-------- Entries supplied

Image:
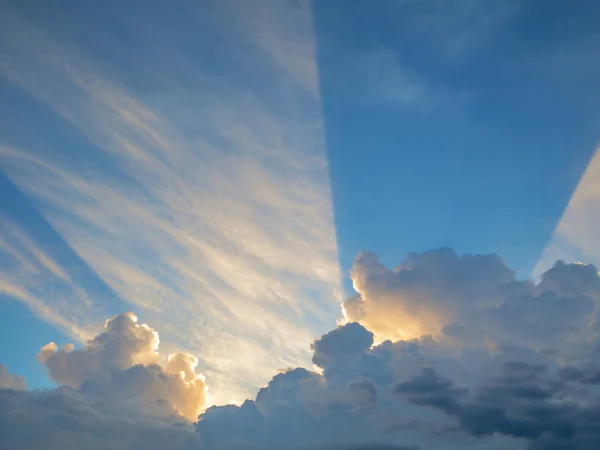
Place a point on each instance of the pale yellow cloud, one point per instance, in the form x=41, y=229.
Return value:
x=219, y=226
x=576, y=235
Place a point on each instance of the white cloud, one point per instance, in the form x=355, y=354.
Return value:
x=123, y=363
x=500, y=375
x=575, y=237
x=11, y=381
x=202, y=206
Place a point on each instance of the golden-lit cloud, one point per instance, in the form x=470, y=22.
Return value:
x=576, y=237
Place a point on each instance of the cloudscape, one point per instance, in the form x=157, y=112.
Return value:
x=299, y=225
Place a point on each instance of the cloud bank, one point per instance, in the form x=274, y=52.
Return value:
x=203, y=202
x=494, y=363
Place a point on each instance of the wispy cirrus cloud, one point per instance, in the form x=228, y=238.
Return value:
x=205, y=204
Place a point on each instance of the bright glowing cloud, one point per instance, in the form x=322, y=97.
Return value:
x=204, y=208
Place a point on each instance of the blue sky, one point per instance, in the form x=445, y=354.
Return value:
x=207, y=166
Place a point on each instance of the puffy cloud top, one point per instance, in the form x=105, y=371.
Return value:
x=443, y=352
x=11, y=381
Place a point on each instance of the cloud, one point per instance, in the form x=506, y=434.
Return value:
x=11, y=381
x=517, y=368
x=574, y=238
x=123, y=362
x=64, y=419
x=204, y=204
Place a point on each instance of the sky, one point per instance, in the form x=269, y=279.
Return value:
x=314, y=224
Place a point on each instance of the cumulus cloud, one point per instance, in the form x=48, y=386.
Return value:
x=65, y=419
x=123, y=363
x=506, y=364
x=11, y=381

----------------

- What is asked: Reproduce verbatim every line of the entries from the line containing "Place a point on each instance of the puffy" through the final line of the entries, including both of those lines.

- Result below:
Place a point on each instance of the puffy cloud top, one point per instance, in the form x=105, y=371.
Return value:
x=443, y=352
x=11, y=381
Place a point on each instance of the cloud, one point per instance, in the form x=506, y=434.
Return value:
x=11, y=381
x=517, y=368
x=574, y=238
x=123, y=362
x=64, y=419
x=204, y=204
Place a point on each instance of the sky, one point per instance, in the form x=269, y=279.
Return value:
x=314, y=224
Place a point on each instance of the cumulus cloud, one point per instance, in the form x=48, y=386.
Return value:
x=65, y=419
x=123, y=363
x=506, y=364
x=11, y=381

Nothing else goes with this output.